=== TRECHO FORNECIDO ===

Ontem fiquei maravilhado com um paciente que andava com uma prótese na perna esquerda. À primeira vista nem dei conta, só posteriormente (mau hábito de ortopedista). Reparei então, que a linda tatuagem na parte posterior da perna, estava desenhada numa prótese.
O individuo andava com uma naturalidade espantosa, mesmo tendo algum peso a mais a mecânica da marcha não se tinha alterado. Maravilha. Chamei-o, com todo o respeito, e indaguei pela procedência do artefacto. Tinha sido feita nos EE. UU, custado 5000 USD por ela.
Este incidente fez-me reflectir acerca da problemática dos nossos amputados. Recentemente foi reinaugurado no Huambo um centro ortopédico que promete fabricar mais de 75 próteses por dia. Muitas delas devem ser dos membros inferiores, visto que são os mais frequentemente amputados. A minha reserva foi relativamente à qualidade das próteses.
É um facto que a maioria dos nossos amputados não gostam utilizar as suas próteses. Mas esta rejeição tem um motivo essencial. As próteses não são nem confortáveis nem esteticamente decentes. Pensar que a prótese tem como função principal permitir a marcha é ter uma visão estreita. Os piratas antigamente utilizavam pernas de pau, e com isso até lutavam ou se embebedavam. Não é por aí.

===

> _REQUISITOS DA TAREFA_: Reescreva o trecho do texto sobre a prótese que começa nas palavras "O individuo andava" e termina depois de "USD por ela.", trocando "artefacto" por "aparelho".

=== MATERIAL FORNECIDO ===

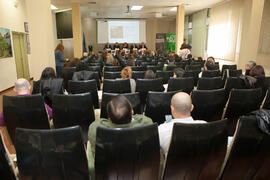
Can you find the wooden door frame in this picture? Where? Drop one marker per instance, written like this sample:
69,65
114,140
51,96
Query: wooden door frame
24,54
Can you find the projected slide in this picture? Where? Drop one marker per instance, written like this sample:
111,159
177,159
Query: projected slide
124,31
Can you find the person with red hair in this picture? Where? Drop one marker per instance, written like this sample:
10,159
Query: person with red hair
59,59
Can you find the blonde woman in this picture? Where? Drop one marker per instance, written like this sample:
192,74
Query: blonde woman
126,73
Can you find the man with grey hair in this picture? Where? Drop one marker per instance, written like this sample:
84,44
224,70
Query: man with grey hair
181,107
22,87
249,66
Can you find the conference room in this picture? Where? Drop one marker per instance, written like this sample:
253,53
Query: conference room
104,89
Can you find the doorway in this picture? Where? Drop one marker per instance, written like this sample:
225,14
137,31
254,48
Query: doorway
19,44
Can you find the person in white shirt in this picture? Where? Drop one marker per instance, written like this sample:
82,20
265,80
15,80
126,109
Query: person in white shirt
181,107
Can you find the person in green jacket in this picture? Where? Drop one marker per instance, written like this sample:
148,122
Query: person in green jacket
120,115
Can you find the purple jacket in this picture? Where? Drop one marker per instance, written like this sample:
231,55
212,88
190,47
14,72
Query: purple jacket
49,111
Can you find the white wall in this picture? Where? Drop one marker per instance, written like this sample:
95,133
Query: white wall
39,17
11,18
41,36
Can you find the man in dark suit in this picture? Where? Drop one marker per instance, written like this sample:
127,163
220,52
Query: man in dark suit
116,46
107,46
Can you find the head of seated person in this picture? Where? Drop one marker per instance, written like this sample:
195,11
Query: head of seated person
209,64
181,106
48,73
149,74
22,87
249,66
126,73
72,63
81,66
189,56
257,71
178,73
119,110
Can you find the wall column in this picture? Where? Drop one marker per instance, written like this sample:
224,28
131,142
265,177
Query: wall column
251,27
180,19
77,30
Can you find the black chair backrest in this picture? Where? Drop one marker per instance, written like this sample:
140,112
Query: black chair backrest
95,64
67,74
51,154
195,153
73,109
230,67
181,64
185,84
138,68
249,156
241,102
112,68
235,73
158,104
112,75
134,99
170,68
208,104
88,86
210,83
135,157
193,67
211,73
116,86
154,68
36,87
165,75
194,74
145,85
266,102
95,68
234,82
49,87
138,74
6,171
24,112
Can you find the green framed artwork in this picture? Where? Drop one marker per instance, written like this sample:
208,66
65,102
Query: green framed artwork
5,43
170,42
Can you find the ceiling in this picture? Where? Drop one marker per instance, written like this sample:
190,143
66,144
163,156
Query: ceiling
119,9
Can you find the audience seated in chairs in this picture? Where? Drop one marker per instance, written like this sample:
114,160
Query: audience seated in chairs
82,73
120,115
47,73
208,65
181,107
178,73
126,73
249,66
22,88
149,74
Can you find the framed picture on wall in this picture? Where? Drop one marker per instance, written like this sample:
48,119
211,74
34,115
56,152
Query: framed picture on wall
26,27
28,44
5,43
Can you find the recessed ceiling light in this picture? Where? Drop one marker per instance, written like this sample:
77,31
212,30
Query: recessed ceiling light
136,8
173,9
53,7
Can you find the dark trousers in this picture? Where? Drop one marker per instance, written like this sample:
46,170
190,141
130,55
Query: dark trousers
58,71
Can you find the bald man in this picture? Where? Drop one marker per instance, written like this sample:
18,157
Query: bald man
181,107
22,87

===

> _RESPOSTA À TAREFA_:
O individuo andava com uma naturalidade espantosa, mesmo tendo algum peso a mais a mecânica da marcha não se tinha alterado. Maravilha. Chamei-o, com todo o respeito, e indaguei pela procedência do aparelho. Tinha sido feita nos EE. UU, custado 5000 USD por ela.